(The exercise): Starting at the line that contains "Can you find the still" and stopping after the line that contains "pixel 168 155", put only those lines from the records below into a JSON list of strings with one string per line, leaving out blank lines.

··· Data to use

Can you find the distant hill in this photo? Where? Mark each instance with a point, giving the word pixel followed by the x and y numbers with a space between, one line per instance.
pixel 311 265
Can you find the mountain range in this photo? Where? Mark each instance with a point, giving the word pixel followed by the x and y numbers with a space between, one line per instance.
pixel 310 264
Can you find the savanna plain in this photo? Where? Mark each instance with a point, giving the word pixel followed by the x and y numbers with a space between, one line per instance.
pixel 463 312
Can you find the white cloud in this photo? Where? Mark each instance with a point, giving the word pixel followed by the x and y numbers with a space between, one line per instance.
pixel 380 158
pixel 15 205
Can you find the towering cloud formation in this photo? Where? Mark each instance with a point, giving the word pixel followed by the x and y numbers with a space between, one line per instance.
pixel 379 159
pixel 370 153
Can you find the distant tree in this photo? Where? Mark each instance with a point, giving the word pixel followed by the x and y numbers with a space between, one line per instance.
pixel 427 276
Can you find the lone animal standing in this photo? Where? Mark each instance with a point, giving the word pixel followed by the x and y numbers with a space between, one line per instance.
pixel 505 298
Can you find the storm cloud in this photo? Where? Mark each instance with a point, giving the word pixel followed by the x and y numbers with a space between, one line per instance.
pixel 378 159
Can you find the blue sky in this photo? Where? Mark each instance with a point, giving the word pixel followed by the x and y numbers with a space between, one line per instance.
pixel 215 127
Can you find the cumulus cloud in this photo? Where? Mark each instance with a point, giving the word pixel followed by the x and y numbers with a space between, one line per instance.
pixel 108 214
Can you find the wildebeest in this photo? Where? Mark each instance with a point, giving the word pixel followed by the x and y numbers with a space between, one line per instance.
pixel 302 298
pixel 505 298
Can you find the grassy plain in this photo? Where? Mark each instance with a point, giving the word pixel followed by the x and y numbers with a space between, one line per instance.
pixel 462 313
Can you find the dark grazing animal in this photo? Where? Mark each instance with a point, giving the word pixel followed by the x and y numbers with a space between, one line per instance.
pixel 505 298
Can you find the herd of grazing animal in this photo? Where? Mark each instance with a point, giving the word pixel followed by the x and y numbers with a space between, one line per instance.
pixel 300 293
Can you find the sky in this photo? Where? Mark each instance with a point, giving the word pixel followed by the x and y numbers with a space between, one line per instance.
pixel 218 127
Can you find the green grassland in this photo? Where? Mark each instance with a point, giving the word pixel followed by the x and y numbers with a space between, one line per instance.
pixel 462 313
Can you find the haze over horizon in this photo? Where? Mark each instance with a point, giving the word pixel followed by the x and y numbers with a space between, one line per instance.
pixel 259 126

······
··· Data to use

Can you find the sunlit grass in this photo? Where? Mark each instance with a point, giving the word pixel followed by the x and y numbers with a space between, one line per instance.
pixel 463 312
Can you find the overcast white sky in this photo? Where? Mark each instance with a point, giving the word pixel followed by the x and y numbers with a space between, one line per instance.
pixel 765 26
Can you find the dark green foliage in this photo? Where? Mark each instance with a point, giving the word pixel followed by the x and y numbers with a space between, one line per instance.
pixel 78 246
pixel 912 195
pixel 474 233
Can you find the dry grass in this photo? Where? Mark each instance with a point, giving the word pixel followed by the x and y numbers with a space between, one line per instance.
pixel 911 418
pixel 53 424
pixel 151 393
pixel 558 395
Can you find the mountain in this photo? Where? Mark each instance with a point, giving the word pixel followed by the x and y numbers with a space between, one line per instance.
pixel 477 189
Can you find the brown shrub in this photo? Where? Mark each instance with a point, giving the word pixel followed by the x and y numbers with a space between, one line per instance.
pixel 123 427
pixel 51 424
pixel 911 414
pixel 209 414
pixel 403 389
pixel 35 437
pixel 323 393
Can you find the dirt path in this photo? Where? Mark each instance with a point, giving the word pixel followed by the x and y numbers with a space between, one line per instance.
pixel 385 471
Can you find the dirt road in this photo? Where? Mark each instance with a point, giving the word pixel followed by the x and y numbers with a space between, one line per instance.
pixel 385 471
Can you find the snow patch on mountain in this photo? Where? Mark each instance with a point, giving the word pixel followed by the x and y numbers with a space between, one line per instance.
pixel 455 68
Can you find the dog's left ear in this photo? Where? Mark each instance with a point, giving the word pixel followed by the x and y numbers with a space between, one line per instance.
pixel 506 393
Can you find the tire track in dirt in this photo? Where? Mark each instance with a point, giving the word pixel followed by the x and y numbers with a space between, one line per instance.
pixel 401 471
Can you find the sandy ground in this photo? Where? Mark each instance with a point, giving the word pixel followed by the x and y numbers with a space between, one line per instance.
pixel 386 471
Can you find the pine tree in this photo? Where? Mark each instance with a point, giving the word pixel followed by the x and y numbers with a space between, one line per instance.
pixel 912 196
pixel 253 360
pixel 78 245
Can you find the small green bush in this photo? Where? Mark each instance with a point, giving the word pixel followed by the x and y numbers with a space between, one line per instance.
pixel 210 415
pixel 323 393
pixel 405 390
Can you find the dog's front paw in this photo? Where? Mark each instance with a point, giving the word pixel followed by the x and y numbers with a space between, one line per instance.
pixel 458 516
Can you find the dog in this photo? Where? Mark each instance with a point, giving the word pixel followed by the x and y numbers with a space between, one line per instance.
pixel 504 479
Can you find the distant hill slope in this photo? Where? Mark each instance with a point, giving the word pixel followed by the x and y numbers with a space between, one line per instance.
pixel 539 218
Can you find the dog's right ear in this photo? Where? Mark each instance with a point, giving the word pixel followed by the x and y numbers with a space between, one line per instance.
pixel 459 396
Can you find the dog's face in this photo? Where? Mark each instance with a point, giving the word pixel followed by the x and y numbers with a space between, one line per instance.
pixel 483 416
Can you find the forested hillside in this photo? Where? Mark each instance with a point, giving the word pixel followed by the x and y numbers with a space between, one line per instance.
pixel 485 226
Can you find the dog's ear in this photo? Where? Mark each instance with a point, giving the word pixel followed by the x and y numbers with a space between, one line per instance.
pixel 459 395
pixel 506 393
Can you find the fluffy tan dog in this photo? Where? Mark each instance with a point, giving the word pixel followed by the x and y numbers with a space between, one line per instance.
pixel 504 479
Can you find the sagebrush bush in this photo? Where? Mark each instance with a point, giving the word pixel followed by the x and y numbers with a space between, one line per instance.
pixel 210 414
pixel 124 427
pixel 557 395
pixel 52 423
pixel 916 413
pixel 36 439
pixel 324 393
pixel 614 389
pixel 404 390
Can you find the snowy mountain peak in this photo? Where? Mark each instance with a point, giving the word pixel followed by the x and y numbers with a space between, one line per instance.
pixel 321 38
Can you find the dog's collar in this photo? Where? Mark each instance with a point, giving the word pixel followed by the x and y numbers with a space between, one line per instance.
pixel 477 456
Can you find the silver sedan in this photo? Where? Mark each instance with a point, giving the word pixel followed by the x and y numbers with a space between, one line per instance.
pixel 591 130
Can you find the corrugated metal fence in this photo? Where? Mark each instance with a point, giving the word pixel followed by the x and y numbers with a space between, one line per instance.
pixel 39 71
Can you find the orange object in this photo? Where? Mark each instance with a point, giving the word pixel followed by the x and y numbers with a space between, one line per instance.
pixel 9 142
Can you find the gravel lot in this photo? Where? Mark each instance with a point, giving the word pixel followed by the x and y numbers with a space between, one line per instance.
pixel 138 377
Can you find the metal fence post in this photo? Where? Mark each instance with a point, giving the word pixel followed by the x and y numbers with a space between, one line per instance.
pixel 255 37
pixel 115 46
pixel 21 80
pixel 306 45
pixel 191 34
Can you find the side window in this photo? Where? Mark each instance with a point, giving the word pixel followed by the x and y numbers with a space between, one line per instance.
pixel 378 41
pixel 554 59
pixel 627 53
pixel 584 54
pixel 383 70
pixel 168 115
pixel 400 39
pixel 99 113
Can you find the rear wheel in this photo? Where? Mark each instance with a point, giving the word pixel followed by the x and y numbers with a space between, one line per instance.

······
··· Data to use

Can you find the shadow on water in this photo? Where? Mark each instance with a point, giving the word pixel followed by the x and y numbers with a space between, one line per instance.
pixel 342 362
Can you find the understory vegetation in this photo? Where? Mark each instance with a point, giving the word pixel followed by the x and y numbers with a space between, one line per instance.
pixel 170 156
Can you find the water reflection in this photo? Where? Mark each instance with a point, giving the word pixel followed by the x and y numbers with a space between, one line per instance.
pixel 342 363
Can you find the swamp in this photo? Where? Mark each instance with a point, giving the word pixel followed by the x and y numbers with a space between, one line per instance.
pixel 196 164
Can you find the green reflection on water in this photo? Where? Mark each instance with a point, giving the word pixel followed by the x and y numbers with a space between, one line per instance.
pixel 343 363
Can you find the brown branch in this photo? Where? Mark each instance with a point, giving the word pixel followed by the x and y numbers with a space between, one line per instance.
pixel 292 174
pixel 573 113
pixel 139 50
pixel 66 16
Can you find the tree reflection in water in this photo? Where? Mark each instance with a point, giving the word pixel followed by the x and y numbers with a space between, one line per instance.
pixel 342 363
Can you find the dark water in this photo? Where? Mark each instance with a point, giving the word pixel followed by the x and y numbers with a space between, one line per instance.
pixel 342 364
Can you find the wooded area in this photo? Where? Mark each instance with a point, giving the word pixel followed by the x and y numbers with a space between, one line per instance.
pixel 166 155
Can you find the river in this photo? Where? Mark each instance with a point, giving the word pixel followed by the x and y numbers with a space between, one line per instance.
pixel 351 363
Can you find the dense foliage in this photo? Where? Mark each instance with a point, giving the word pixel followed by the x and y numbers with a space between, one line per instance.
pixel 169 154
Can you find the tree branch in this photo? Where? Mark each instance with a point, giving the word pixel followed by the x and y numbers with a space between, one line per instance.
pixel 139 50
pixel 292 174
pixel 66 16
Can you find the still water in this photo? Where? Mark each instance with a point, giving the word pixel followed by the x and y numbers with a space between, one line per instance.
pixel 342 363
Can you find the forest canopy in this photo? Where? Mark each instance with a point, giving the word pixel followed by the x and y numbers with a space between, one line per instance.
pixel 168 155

······

(Full answer):
[
  "Can you find the still water in this photo? Where? Mark each instance with a point, giving the word pixel followed by the x and y numbers with a space between, one line per instance.",
  "pixel 342 363",
  "Can you find the forest canopy in this photo? Where? Mark each instance with a point, giving the word pixel followed by the x and y numbers with a space between, one line per instance.",
  "pixel 168 155"
]